• [Exercise details] Reproduce the data below line for line, leaving out the pictures.

★ ★ ★

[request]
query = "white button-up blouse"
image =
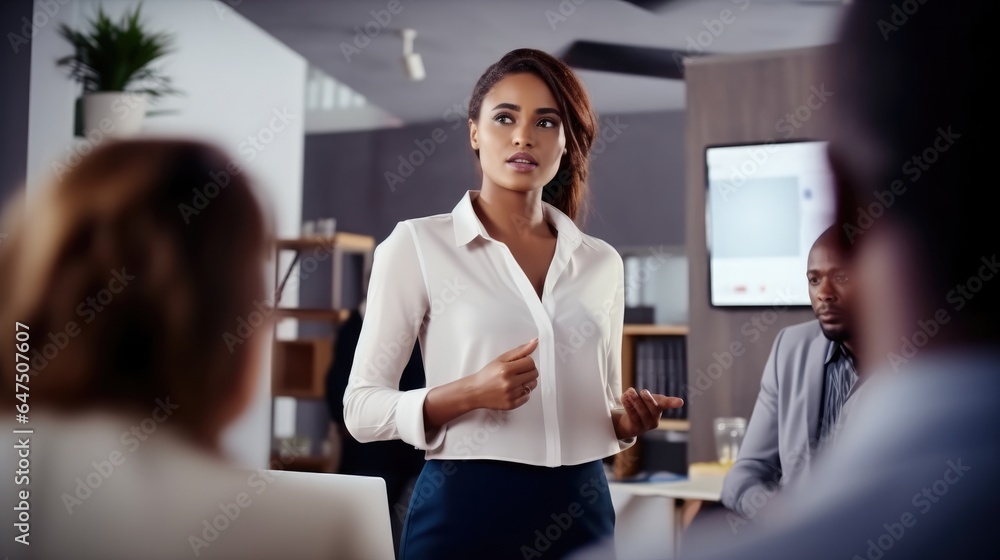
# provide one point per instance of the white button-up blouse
(443, 280)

★ ★ ★

• [Finished task]
[request]
query = "white button-up blouse"
image =
# provide one point per instance of the white button-up blouse
(443, 280)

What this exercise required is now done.